======== STORED DATA ========

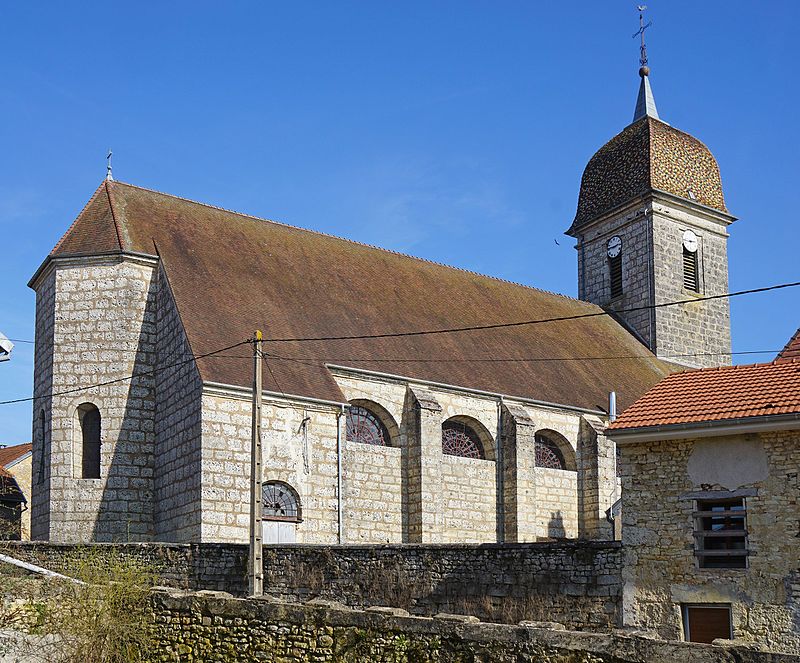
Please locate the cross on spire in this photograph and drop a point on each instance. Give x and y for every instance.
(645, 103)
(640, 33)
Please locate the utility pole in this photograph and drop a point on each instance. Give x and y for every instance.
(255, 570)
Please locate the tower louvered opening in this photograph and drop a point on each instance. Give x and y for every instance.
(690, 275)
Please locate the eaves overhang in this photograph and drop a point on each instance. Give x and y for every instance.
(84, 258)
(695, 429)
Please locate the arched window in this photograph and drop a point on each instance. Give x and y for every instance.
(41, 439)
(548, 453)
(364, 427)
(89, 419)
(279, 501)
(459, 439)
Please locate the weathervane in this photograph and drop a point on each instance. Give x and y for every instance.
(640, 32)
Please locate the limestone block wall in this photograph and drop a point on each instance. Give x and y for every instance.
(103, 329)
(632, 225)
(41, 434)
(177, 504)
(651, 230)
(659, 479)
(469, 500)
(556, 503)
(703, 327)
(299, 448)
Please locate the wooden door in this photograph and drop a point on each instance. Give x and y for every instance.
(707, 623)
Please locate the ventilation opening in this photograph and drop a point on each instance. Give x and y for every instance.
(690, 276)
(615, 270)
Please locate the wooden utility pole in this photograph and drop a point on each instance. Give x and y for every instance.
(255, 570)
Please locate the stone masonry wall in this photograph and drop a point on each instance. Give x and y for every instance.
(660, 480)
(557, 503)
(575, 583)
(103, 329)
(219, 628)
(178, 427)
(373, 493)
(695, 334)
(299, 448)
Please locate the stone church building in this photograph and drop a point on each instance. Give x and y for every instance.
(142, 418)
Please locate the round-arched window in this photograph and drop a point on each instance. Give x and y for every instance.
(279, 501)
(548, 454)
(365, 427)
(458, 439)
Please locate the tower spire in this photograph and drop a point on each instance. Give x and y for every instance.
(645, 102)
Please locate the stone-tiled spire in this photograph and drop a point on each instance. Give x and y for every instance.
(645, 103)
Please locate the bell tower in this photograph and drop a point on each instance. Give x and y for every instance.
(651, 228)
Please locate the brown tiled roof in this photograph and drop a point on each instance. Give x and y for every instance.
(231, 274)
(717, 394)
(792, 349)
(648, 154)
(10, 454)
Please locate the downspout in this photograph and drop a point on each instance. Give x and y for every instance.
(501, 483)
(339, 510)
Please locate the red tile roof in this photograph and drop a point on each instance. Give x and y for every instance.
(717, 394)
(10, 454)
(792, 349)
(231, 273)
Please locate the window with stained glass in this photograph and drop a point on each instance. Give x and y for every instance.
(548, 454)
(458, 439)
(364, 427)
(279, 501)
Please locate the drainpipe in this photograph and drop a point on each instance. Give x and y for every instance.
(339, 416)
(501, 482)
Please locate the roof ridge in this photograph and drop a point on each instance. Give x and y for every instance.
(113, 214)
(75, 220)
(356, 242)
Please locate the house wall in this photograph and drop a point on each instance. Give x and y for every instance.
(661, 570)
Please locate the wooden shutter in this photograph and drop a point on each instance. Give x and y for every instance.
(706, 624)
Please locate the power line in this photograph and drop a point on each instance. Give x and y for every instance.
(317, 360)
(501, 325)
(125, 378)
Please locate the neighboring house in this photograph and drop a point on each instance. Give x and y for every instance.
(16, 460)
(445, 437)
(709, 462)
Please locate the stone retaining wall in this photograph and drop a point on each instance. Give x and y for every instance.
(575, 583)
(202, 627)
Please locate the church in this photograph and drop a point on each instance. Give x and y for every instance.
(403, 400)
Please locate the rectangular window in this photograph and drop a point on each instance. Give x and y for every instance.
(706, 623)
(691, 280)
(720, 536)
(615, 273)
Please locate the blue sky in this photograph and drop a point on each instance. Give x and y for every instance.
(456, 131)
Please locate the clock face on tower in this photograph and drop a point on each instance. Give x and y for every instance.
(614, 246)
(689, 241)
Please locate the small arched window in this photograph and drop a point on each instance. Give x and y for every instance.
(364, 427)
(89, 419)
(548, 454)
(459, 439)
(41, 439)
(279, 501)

========

**EXERCISE BRIEF:** Leaving the images behind, set down every entry word for word.

**COMPLETED TASK:**
Please locate the cross on spire in this photograph and drop a point on each instance. Give x and y for every instance.
(645, 103)
(640, 33)
Please locate the utility pole in this photograph and drop a point on each instance. Give x and y for every instance.
(255, 570)
Please locate the tower louvered opening in this photograph and drop a point on each instance. Give x and y for every instance.
(690, 275)
Please locate the eaves overhang in this photograph and drop a point on each instance. Give x and y for every instance.
(84, 258)
(695, 429)
Please locate the arched window in this photograph and drop a point on each instance. Give x and y for every instance.
(41, 439)
(548, 453)
(364, 427)
(89, 419)
(279, 501)
(459, 439)
Please locate the weathervane in this photograph and drop a point on each instance. Give x and y for every instance.
(640, 32)
Please locate the limestone block wall in this photograph and drop a point on each instance. Give x and y for every instance.
(103, 329)
(632, 225)
(41, 434)
(177, 504)
(651, 230)
(659, 479)
(469, 500)
(556, 503)
(703, 327)
(299, 448)
Please locate the wooden door in this photograph and drop a point on each instance. Give x and y for every instance.
(707, 623)
Please locate the ventilation opening in this photograph and drop a point on each instance. Give x and y for every instance.
(690, 276)
(615, 270)
Please locate the wooden utility pole in this photograph and drop a point on each instance. Give x and y for every instance.
(255, 570)
Please locate the stone masonry wall in this photograph and drop a point on each instance. Give x and y for every instance.
(660, 480)
(557, 503)
(575, 583)
(103, 329)
(219, 628)
(178, 427)
(373, 493)
(695, 334)
(299, 448)
Please locate the stone church building in this photograph and drop a point on each instance. Give x and y for every instance.
(142, 418)
Please locate the round-arched window in this photograph and drop a point on each instance. Give x and y for every instance.
(279, 501)
(548, 454)
(365, 427)
(458, 439)
Please locate the tower spire in this photograph and drop a point on each instance. Give x and y for every instance.
(645, 102)
Please locate the stone-tiled spire in this photograph and drop a point on each instance. Give x and y for every instance.
(645, 103)
Please locate the bell tower in this photograph and drop a point on each instance. Give x and y for every instance.
(651, 228)
Please locate the brown tiled roof in this photograph and drop a point on each instance. Give x and y for every instance.
(231, 274)
(717, 394)
(792, 349)
(648, 154)
(10, 454)
Please locate the downspout in this photograph and drop a point on each instance. Give x and y for every instance.
(501, 483)
(339, 510)
Please locate the red tile roof in this photograph and drop a point on each instance. Give x and y for every instance.
(717, 394)
(10, 454)
(792, 349)
(231, 273)
Please locate the window with stained glass in this photograph and drop a point on each instance. Give x and y for every instance.
(548, 454)
(458, 439)
(364, 427)
(279, 501)
Please locate the drainpipe in this photograph and drop a point on each instance. Give x and y for every instance.
(339, 416)
(501, 482)
Please locate the roof ridge in this photograph and drop a point on each instance. Give x and y for every instance.
(113, 214)
(75, 220)
(356, 242)
Please locate the house wall in this photograph and drop a point on each instance. Give x and y for every instance.
(661, 570)
Please locate the wooden shutter in this photograph and drop a point on each instance. Give x and y for every instance.
(706, 624)
Please locate the power line in this photograph and drop a point on each instance. Give x and y for every instance.
(317, 360)
(501, 325)
(125, 378)
Please locate the neighboring house in this photograph and drop a point on each instance. Give x and y for every instance.
(16, 460)
(445, 437)
(709, 462)
Please locate the stone retaining wall in this photograph and drop a point on each instance. Give x and y for every instance.
(575, 583)
(202, 627)
Please locate the church in this photograph and drop a point on each instance. Give x and y for every instance.
(403, 400)
Please locate the rectangular window in this photograph and drop a point on each instance. Give x and y for every instance.
(706, 623)
(691, 280)
(720, 536)
(615, 273)
Please locate the blue sky in this photograph and drop a point on each instance. Give x and y for every instance.
(456, 131)
Please locate the clock face on tower in this photograph and drop a point on each instance. Give x and y for every instance.
(614, 246)
(689, 241)
Please locate the small arched window in this photograph and drop a point on each instance. Give x and y for every instance.
(364, 427)
(89, 419)
(548, 454)
(459, 439)
(41, 439)
(279, 501)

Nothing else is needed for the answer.